STATED GOAL
Please report how many lines in the rows below contain the word "shoulder", giving only the number.

Labeled area outline entries
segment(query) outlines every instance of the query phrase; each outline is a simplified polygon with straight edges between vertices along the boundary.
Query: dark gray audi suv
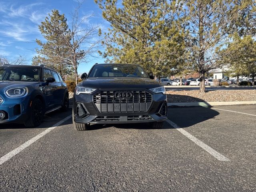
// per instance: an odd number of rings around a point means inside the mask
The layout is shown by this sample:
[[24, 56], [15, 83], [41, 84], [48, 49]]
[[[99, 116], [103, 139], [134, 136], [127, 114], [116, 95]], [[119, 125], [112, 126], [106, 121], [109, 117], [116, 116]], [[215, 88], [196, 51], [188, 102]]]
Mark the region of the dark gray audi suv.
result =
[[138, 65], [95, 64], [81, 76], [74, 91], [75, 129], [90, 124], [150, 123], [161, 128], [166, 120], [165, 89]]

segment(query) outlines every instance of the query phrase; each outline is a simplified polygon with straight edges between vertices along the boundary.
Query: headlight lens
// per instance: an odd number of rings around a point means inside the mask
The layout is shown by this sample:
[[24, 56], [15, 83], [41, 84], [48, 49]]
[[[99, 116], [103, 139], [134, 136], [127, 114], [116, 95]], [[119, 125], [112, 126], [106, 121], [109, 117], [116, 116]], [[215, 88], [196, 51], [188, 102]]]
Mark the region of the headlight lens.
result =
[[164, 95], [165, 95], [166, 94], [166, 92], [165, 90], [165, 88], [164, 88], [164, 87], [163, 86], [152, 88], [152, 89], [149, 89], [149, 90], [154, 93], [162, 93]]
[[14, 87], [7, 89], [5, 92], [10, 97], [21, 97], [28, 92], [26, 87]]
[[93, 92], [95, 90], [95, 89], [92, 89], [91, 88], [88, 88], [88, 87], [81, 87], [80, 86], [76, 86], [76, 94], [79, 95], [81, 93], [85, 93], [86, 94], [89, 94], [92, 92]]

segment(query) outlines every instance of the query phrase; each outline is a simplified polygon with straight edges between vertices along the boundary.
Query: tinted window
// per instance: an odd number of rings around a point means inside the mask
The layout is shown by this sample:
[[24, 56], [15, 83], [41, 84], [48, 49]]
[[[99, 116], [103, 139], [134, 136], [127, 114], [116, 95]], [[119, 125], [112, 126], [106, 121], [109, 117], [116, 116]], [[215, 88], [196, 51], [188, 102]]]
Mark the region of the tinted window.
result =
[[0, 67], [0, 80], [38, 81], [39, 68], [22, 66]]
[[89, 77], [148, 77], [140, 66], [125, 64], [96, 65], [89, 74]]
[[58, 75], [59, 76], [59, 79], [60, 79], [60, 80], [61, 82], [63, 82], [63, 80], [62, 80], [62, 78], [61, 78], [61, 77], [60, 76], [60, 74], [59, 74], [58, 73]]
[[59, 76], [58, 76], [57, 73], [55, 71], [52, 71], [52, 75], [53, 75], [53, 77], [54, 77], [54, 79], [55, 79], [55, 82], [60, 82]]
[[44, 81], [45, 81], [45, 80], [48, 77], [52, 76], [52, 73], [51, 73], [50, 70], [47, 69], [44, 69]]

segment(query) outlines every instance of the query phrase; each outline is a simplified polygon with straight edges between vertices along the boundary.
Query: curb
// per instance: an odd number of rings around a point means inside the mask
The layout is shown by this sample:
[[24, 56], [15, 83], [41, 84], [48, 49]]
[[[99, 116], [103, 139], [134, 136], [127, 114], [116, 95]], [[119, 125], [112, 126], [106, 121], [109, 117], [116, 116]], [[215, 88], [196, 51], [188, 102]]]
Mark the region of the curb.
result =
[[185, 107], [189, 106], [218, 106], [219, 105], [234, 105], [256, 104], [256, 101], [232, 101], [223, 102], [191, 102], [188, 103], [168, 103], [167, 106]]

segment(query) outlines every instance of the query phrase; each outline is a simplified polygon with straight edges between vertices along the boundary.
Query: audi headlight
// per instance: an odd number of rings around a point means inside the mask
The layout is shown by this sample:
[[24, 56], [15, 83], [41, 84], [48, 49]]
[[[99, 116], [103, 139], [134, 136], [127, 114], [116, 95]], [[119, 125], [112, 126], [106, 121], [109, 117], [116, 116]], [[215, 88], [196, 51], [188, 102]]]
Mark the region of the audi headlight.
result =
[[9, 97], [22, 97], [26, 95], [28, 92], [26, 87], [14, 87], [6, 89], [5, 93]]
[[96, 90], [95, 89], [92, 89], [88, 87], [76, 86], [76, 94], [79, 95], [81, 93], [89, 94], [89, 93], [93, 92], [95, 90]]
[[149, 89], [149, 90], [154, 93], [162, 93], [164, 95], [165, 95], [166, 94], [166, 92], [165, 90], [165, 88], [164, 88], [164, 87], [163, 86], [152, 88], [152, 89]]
...
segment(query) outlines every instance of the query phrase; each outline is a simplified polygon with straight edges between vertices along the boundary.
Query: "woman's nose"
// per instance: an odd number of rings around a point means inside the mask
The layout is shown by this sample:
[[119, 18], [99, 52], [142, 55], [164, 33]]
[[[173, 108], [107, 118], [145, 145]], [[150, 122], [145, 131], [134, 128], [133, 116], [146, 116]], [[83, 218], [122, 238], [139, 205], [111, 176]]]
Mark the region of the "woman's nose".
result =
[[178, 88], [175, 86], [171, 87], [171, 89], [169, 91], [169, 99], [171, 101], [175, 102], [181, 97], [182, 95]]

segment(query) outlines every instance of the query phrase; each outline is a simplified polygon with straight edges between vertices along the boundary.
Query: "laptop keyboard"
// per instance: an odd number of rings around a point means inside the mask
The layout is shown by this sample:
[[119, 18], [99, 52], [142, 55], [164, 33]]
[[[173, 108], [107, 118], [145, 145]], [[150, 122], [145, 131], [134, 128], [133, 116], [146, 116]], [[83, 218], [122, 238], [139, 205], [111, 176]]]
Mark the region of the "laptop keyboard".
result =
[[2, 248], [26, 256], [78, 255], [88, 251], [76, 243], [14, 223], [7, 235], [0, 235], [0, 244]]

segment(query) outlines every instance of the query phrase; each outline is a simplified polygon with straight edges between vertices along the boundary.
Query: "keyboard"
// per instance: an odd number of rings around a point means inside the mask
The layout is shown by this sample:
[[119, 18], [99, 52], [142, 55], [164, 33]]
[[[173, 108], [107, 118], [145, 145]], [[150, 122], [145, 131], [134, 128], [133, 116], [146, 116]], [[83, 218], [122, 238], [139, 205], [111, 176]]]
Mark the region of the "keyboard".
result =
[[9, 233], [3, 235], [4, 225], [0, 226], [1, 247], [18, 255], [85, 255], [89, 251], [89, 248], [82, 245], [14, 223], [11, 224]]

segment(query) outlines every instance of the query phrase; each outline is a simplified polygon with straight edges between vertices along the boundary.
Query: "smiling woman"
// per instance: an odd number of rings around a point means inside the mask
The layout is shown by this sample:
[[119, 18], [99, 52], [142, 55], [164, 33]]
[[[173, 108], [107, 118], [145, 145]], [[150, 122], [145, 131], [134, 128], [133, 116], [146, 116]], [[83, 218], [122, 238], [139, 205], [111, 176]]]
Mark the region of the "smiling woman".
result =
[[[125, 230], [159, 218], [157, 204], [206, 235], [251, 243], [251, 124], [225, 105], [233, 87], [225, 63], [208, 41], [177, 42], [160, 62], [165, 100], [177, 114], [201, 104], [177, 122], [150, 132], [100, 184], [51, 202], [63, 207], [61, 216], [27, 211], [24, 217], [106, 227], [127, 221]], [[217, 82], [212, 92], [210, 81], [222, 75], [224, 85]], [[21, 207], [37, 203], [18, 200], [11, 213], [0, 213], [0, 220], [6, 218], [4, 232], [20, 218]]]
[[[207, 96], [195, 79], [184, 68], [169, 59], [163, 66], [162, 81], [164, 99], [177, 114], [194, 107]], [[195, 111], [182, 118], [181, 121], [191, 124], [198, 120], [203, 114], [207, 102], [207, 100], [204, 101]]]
--
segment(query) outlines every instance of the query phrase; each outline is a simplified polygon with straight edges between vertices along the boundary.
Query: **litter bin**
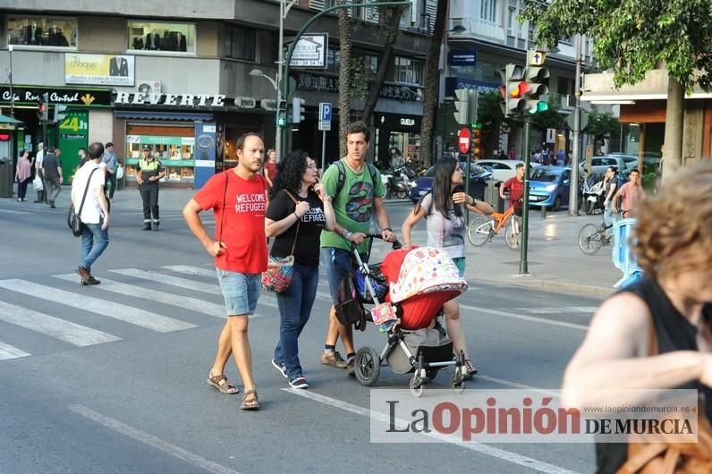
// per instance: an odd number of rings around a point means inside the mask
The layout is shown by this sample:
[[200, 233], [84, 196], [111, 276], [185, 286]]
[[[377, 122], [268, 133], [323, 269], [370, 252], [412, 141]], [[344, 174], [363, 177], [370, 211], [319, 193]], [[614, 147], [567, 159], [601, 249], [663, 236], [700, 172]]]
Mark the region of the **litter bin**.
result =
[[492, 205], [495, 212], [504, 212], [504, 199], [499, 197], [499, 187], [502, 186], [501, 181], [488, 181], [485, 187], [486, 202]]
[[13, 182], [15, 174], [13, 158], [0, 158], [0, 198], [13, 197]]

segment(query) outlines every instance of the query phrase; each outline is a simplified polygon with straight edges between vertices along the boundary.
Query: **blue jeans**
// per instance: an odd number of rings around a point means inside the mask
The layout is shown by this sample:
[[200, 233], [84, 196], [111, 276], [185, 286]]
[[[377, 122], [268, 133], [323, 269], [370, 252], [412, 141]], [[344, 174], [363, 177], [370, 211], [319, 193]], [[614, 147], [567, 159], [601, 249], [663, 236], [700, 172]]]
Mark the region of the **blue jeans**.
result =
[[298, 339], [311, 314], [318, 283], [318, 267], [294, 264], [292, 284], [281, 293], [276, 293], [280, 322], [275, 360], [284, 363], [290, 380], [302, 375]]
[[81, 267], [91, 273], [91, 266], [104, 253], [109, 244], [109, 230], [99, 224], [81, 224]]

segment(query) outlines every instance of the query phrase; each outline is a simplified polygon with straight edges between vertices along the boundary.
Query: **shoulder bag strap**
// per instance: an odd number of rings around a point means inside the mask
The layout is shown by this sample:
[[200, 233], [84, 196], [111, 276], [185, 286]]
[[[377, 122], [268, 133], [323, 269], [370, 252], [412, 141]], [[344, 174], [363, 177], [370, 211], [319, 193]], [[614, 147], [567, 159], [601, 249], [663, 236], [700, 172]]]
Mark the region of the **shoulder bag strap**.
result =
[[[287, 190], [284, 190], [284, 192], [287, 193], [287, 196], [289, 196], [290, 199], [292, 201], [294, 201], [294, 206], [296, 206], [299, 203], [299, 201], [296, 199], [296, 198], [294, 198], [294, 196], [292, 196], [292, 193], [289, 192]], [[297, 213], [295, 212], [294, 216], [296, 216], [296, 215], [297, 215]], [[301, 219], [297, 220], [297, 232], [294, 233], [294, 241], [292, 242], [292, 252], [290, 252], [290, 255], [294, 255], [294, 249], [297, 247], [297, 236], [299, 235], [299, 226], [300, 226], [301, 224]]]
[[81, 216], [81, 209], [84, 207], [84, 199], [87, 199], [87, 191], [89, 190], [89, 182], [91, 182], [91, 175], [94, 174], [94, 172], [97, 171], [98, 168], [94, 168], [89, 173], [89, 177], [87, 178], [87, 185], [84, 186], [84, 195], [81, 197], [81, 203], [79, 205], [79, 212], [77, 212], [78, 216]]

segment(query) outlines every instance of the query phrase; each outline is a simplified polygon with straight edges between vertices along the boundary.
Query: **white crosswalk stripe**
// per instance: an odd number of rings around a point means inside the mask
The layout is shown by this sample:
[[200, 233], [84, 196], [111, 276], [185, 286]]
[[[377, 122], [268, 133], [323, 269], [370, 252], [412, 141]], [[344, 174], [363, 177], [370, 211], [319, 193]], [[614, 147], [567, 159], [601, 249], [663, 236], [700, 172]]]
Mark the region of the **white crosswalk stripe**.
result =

THE COMPLETED TASK
2